## Exercise goal
In the material below, find each line with the word "utility" and copy it.

## Materials provided
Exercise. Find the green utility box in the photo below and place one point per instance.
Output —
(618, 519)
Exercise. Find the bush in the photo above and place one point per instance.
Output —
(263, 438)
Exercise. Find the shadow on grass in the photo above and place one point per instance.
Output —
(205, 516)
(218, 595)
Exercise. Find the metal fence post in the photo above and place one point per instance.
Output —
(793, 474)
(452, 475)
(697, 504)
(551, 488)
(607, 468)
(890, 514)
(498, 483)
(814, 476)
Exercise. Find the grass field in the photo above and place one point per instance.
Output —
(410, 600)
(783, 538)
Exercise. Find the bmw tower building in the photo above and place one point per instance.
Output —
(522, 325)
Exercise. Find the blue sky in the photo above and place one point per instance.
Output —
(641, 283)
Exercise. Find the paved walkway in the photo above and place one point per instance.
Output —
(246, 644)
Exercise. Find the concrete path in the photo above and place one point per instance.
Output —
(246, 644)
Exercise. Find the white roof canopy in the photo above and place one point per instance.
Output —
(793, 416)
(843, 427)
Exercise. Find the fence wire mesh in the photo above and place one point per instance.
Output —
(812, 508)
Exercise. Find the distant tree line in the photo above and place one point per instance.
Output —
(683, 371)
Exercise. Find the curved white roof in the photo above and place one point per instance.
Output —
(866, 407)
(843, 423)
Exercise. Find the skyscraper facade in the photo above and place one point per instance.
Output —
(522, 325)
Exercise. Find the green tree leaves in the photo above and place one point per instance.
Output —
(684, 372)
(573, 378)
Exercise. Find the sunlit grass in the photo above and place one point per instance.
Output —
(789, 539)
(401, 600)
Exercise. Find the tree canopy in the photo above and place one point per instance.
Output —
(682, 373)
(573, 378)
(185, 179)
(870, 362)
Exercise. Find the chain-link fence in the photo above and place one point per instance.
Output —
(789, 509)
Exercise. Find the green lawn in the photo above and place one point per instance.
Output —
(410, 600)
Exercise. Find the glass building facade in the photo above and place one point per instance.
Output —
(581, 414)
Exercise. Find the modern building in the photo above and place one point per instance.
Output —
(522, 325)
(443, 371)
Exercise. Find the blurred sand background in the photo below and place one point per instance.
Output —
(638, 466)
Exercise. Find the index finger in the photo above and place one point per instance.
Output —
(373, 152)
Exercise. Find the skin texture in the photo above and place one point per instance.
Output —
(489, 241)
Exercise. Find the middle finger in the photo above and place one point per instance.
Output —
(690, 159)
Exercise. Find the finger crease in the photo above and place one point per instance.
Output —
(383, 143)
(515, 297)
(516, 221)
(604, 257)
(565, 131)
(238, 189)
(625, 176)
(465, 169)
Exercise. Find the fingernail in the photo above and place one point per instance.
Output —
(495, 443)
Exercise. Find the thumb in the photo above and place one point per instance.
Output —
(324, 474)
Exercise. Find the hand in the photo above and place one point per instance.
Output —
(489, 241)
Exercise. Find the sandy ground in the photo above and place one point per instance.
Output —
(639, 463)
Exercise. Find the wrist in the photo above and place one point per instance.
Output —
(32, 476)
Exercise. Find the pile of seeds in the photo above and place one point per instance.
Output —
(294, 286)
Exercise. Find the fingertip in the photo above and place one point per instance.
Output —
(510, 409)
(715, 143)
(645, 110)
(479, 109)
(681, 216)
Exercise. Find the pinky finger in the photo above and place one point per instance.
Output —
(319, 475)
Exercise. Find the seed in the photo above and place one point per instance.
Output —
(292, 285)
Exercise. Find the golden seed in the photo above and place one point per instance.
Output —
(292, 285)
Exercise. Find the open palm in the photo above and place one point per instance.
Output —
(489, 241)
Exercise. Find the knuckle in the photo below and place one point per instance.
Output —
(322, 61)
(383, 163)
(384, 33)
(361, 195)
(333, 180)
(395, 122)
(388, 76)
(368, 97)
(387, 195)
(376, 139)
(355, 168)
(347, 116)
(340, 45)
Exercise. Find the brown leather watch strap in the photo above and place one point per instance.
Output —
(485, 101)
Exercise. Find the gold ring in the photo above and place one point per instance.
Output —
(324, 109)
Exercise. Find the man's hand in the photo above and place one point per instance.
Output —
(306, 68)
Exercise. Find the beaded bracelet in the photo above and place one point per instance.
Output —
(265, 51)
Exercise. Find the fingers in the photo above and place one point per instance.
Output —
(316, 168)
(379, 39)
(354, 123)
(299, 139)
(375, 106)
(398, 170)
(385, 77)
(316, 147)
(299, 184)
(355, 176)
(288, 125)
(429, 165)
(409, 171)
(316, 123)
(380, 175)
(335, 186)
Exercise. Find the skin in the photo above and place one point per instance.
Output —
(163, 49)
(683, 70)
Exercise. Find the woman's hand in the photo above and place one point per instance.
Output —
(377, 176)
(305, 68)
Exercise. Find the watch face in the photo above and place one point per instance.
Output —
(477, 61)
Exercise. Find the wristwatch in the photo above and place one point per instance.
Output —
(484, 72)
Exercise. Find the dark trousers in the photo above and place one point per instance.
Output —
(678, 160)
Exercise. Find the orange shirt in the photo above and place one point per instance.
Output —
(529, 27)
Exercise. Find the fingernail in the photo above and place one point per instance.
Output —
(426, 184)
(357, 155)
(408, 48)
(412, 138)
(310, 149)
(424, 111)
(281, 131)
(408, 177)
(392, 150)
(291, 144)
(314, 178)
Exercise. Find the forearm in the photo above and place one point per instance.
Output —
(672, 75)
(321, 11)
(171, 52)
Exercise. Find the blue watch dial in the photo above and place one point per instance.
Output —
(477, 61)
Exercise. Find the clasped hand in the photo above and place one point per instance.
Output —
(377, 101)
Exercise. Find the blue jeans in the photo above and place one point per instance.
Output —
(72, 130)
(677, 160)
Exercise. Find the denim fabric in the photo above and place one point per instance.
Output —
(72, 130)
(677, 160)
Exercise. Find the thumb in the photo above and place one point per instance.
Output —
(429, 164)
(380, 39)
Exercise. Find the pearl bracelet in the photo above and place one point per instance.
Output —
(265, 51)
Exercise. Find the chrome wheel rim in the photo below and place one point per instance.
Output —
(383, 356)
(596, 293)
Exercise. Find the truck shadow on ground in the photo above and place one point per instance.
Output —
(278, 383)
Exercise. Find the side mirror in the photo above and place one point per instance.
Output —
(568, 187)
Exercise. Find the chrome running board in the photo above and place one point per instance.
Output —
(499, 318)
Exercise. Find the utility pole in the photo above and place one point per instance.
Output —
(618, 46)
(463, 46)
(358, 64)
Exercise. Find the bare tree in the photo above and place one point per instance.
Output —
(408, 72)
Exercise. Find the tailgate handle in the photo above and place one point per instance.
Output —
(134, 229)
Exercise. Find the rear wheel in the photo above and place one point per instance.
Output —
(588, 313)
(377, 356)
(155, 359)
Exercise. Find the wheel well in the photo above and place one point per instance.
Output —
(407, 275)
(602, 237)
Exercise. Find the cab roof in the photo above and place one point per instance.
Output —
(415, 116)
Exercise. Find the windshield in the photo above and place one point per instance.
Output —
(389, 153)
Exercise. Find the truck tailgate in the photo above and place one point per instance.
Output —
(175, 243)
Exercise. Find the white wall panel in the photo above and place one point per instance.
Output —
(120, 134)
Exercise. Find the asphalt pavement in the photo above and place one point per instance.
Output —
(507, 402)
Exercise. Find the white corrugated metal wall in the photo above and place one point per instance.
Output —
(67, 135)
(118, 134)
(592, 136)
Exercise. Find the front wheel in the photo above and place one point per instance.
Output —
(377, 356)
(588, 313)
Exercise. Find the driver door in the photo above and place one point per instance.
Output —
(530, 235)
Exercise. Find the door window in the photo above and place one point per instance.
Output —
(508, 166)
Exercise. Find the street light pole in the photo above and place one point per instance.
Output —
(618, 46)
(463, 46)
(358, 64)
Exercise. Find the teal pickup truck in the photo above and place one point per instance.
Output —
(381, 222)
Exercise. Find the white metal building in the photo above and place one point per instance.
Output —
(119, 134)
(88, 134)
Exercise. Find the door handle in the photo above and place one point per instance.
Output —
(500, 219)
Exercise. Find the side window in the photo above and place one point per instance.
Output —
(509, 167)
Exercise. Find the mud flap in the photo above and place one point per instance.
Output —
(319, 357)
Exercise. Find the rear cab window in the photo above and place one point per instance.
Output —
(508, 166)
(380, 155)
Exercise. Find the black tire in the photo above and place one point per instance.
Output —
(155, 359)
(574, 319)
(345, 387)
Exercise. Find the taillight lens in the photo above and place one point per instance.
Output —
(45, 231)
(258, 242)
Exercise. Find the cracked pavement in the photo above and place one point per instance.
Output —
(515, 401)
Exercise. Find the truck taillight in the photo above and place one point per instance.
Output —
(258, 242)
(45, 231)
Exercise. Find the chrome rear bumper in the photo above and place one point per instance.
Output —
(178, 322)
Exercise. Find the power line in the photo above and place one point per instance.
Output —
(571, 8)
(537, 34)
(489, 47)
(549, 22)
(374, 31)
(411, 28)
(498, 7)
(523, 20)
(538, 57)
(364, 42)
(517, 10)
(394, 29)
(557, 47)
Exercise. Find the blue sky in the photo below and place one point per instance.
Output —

## Solution
Exercise. Find the green utility box in the photo below and place one point per instance.
Exercise. Find the utility pole in the photo above and place one point per instance.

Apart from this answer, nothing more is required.